» GIVEN PROBLEM
Reproduce only the lines from the start of the listing through the line that contains "<point>1062,638</point>", requests included, scaling every answer point coordinate by 0.35 and rounding to whole numbers with halves rounded up. Leave the numbers in the requests and their sample points unchanged.

>> Start

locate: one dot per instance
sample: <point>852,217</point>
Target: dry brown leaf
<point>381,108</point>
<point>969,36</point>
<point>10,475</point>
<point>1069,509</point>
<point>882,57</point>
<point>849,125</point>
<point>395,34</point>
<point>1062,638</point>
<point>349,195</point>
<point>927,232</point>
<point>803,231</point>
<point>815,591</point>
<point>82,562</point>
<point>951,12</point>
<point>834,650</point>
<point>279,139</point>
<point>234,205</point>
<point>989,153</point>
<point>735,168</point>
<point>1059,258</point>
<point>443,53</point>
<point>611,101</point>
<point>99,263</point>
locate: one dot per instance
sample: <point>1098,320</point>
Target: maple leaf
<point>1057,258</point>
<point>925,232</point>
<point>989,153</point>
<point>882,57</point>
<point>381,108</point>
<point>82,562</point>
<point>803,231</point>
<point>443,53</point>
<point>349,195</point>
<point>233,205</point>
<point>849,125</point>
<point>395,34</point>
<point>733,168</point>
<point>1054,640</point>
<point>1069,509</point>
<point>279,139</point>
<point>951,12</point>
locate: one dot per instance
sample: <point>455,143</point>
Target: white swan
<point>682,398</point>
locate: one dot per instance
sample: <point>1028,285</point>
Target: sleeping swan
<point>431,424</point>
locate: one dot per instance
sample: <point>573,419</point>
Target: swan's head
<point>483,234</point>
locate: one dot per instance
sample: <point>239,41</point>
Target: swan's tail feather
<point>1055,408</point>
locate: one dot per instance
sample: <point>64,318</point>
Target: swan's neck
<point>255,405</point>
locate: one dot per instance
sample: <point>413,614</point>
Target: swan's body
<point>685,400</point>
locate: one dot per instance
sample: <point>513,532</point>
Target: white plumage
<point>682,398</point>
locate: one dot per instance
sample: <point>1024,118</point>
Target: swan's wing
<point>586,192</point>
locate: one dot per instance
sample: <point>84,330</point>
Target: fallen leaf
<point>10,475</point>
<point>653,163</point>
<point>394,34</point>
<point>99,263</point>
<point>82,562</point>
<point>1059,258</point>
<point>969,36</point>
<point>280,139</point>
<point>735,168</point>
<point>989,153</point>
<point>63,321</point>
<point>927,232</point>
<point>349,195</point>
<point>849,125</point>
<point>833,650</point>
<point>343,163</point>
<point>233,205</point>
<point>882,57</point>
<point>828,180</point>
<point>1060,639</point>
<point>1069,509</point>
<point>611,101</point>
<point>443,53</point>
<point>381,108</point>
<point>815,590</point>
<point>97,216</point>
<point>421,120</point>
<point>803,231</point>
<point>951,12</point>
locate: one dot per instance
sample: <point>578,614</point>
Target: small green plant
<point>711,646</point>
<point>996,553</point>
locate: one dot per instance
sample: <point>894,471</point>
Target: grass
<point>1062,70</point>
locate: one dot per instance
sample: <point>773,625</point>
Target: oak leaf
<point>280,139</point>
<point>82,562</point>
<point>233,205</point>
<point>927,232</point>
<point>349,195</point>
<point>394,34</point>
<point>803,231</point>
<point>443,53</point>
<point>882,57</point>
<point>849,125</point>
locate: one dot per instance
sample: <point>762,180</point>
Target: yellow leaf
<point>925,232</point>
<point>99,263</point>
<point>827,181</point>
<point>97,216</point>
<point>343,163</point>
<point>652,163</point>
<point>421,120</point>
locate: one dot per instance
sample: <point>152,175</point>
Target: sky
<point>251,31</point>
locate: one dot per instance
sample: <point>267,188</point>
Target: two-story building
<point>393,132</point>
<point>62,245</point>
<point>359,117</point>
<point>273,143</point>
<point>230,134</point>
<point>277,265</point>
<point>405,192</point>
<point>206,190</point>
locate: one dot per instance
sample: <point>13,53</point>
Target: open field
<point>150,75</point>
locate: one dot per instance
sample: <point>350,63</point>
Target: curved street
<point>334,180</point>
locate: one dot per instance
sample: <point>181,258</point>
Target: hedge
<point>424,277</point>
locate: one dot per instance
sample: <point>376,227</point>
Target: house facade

>> End

» ANSWER TO THIS PROBLEM
locate: one dot per instance
sample: <point>852,217</point>
Target: dry brown leaf
<point>133,38</point>
<point>339,13</point>
<point>4,166</point>
<point>374,178</point>
<point>309,20</point>
<point>297,44</point>
<point>138,12</point>
<point>372,223</point>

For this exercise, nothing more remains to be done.